* _Excerpt to read_:

Paige has recently broken up with her boyfriend, a cop named Mitch. She has rented a studio apartment and decided to pursue her dream of becoming an artist. While moving in, with some help from the landlord with a wandering eye and his extremely eccentric wife, Paige stumbles upon a ouija board. Without thinking much of it, she begins to mess with the occultic item. A spirit referring to itself as “Susan” begins to contact her. It inspires Paige's artwork and helps her out at her accounting day job. At the same time, this “Susan” drops hints of her own past, claiming to be the spirit of a murdered woman. Paige befriends Russell, a photographer who also lives in the apartment, and he claims Susan was a woman who lived upstairs. And that she's still alive. He also warns her to stop using the board. Paige persists and three things become clear: Susan was very much murdered. Her ghostly spirit is beginning to possess Paige, making the innocent girl act more scandalously. And this same supernatural force is seeking bloody revenge on the other tenets of the building.

* _Set of tasks_:
a) In the plot summary, what is making Paige act more scandalously? Answer in one to three sentences.
b) List every person the plot summary refers to by name.

* _Data shown_:
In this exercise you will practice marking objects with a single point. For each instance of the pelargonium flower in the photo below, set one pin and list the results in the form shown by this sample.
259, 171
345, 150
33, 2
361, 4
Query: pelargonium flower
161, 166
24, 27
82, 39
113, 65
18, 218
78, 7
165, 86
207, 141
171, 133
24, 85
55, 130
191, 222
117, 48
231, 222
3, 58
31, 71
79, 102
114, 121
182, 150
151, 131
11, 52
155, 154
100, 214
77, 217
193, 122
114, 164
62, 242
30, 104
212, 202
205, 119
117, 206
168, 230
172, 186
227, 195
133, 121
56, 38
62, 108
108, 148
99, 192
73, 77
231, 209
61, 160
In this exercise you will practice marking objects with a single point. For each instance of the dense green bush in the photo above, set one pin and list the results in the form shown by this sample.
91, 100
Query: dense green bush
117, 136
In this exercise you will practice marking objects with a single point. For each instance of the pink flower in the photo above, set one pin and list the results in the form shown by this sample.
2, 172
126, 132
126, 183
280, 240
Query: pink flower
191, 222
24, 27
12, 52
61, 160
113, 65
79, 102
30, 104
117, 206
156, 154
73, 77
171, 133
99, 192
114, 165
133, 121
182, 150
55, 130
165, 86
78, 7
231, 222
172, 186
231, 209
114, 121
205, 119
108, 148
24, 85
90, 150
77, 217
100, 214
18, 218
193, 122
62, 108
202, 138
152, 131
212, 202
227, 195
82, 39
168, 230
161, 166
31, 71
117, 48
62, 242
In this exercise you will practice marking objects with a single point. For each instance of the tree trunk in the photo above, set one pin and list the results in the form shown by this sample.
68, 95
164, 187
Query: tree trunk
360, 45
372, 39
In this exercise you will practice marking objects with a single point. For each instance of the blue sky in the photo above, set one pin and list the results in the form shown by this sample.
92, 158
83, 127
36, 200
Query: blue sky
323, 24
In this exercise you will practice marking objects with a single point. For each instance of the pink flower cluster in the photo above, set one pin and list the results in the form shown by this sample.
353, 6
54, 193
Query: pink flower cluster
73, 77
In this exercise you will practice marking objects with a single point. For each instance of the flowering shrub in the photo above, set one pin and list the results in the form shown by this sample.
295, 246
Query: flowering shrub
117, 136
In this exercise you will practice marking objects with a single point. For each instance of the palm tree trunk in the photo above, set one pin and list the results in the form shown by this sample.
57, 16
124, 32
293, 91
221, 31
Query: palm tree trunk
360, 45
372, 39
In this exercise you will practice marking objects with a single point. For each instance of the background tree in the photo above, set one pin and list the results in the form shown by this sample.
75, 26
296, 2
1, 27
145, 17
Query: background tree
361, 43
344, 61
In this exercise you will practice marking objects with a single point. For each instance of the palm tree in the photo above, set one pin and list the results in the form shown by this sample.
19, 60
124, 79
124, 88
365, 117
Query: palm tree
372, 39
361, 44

* _Answers provided_:
a) Susan's ghostly spirit is beginning to possess Paige, and that possession is making her act more scandalously.

b) Paige, Mitch, Susan, Russell